→ Document passage

########################################

The Palace and the Fortress (1924)

The Palace and the Fortress (Дворец и крепость) is a 1924 Soviet silent biopic directed by Aleksandr Ivanovsky.
The film is about the tragic fate of revolutionary democrat Mikhail Beideman who was held prisoner at the Peter and Paul Fortress and spent over twenty years in the west Alexei-ravelin.

==Plot==
The film tells the story of Mikhail Beideman, who, at the age of 21, was imprisoned without trial or investigation in the Peter and Paul Fortress by the sole order of Alexander II. Beydeman spent more than twenty years in captivity.

The opening titles set the scene: “Within the walls of the Peter and Paul Fortress, the enemies of Russian autocracy languish, while on the opposite bank of the Neva stands the grandiose Winter Palace…”

Beydeman, a young officer cadet, lives with his mother and sisters in a modest apartment. He is in love with Vera, the daughter of a wealthy landowner, Lagutin. However, Vera’s hand is also sought by Prince Kurakin. Amid these personal dramas, the Narodnaya Volya revolutionaries detonate a bomb targeting the tsar’s carriage, prompting a crackdown on those suspected of opposing the monarchy. Beydeman is arrested and spends the next two decades in the grim confines of the Peter and Paul Fortress.

########################################

→ Available data

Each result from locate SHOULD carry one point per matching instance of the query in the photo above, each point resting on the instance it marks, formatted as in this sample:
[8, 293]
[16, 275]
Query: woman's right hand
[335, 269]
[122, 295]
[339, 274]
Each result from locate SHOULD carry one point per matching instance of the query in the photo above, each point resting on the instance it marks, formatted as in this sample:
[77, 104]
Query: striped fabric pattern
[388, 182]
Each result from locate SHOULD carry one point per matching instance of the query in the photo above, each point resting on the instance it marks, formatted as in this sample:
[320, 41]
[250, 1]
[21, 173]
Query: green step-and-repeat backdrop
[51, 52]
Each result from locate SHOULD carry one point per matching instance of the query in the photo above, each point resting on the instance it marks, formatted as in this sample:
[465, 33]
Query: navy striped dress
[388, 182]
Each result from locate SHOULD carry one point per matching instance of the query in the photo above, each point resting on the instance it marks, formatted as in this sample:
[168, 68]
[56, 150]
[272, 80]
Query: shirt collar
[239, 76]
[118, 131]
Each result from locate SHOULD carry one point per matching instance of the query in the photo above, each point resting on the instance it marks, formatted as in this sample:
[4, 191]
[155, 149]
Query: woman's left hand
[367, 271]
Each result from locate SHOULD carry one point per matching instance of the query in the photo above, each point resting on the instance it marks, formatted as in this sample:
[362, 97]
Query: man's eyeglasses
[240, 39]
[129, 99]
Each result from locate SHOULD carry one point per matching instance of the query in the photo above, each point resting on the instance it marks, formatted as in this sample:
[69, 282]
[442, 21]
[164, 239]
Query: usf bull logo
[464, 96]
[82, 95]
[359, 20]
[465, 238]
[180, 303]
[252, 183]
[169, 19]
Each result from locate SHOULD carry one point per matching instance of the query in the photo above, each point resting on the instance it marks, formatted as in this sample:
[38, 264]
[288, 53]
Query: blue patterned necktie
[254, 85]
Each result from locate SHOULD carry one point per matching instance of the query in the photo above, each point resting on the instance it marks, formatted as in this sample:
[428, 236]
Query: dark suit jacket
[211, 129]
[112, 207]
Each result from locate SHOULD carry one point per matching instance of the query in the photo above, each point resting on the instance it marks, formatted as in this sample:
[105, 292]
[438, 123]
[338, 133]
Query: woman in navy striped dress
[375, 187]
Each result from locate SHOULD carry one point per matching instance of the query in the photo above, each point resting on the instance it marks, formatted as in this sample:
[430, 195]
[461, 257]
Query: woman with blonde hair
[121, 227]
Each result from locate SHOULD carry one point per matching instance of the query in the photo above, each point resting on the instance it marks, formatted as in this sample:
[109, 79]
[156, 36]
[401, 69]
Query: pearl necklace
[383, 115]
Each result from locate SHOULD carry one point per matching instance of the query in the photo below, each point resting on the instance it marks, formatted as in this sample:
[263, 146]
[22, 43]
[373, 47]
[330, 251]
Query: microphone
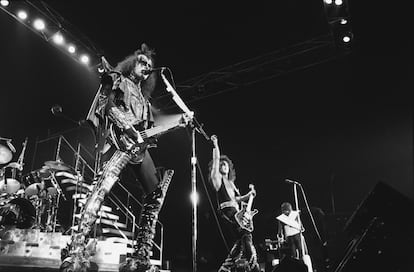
[149, 71]
[56, 109]
[9, 144]
[291, 181]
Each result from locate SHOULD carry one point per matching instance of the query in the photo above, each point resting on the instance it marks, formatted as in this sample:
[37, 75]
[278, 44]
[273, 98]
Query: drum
[9, 185]
[18, 212]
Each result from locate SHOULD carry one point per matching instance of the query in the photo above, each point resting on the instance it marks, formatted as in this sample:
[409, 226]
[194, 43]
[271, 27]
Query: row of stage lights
[39, 25]
[338, 17]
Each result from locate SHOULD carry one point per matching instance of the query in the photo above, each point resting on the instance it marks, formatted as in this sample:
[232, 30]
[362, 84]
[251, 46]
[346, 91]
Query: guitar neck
[249, 203]
[158, 130]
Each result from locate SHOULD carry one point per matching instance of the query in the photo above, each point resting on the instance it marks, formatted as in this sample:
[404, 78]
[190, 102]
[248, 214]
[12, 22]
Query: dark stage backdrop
[339, 128]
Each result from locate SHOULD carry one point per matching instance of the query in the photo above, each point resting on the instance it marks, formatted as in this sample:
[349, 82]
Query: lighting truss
[274, 64]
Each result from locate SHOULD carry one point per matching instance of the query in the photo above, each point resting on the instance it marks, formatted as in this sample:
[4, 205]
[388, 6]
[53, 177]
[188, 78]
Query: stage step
[128, 234]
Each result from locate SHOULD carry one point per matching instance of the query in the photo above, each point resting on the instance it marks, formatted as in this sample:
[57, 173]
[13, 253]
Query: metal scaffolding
[294, 58]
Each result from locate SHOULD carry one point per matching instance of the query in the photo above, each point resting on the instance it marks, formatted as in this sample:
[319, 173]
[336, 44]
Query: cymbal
[5, 154]
[52, 191]
[33, 189]
[13, 186]
[44, 172]
[57, 165]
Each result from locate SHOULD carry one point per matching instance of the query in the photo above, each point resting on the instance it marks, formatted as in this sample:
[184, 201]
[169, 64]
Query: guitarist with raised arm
[121, 114]
[223, 175]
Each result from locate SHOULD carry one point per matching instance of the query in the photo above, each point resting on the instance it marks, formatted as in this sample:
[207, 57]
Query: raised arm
[215, 174]
[245, 198]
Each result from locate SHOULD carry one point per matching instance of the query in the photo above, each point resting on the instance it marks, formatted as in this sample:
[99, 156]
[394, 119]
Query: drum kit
[32, 201]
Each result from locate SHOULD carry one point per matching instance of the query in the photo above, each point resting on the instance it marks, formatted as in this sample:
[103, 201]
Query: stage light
[71, 49]
[39, 24]
[194, 197]
[84, 59]
[22, 14]
[58, 38]
[275, 262]
[347, 37]
[4, 3]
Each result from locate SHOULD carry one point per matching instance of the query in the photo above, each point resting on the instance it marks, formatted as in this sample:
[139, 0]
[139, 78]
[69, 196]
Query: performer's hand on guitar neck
[252, 190]
[214, 140]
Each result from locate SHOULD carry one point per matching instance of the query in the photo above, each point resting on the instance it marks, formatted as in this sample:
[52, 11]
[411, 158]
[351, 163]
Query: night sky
[339, 127]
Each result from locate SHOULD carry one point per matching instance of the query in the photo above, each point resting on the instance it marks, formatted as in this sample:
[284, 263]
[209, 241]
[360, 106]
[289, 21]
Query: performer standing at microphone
[120, 110]
[289, 230]
[223, 175]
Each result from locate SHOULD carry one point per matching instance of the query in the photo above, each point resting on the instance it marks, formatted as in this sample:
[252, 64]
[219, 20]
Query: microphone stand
[305, 255]
[195, 126]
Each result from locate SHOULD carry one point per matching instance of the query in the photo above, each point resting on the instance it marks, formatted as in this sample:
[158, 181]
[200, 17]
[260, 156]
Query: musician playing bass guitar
[290, 229]
[121, 114]
[243, 254]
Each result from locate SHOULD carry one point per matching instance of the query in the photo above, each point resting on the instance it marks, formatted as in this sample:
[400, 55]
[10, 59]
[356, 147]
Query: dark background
[339, 127]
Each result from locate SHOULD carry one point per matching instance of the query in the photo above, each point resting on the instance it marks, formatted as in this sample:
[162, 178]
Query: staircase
[119, 214]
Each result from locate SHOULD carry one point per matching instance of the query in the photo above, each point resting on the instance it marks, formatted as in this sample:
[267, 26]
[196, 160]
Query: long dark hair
[126, 66]
[232, 171]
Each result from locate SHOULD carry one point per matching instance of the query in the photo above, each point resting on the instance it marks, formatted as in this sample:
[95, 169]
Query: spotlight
[84, 59]
[39, 24]
[58, 38]
[194, 197]
[71, 49]
[347, 37]
[22, 14]
[4, 3]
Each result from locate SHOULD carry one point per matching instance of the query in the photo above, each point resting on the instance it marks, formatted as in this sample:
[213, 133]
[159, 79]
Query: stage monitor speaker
[380, 233]
[289, 264]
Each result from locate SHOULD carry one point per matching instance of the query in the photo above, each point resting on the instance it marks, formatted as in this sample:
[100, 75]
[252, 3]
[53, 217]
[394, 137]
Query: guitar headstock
[186, 118]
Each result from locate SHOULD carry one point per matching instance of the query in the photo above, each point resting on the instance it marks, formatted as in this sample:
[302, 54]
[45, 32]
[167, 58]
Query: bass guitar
[137, 148]
[244, 217]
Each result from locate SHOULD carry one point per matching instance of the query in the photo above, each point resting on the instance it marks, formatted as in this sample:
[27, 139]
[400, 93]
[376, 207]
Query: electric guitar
[136, 147]
[244, 217]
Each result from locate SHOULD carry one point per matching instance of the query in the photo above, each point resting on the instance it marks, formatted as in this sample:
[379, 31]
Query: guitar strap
[231, 191]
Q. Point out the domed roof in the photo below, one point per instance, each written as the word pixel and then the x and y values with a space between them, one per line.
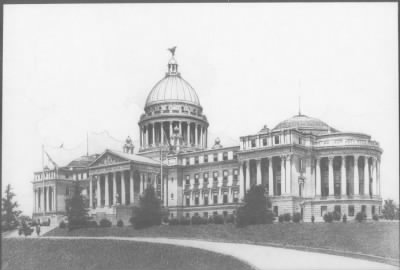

########################################

→ Activity 1
Using the passage about the 1924 film The Palace and the Fortress, decide whether each statement agrees with it. Give yes or no for each, along with the passage's deciding words quoted exactly.
(a) The film was directed by Aleksandr Ivanovsky.
(b) Beideman was imprisoned after a trial.
(c) Vera is the daughter of Prince Kurakin.
→ Activity 2
Pick up the passage about the 1924 film The Palace and the Fortress and continue it after its last sentence.

→ Answer area 1
(a) Yes: "directed by Aleksandr Ivanovsky"
(b) No: "imprisoned without trial or investigation"
(c) No: "Vera, the daughter of a wealthy landowner, Lagutin"

→ Answer area 2
When Beydeman is finally released, he is aged, mentally broken, and unable to comprehend his newfound freedom. A chance encounter with Vera, his former love, proves devastating for both. They barely recognize one another, and the shock of their reunion results in their deaths.

==Cast==
- Yevgeni Boronikhin
- Yuri Korvin-Krukovsky
- Marina Yuryeva
- Kondrat Yakovlev
- Sergei Shishko
- Gennadiy Michurin as Dmitriy Karakozov
- Pyotr Andriyevsky
- Yakov Malyutin
- N. Komarovskaya
- Petr Kuznetsov

== Bibliography ==
- Christie, Ian & Taylor, Richard. The Film Factory: Russian and Soviet Cinema in Documents 1896-1939. Routledge, 2012.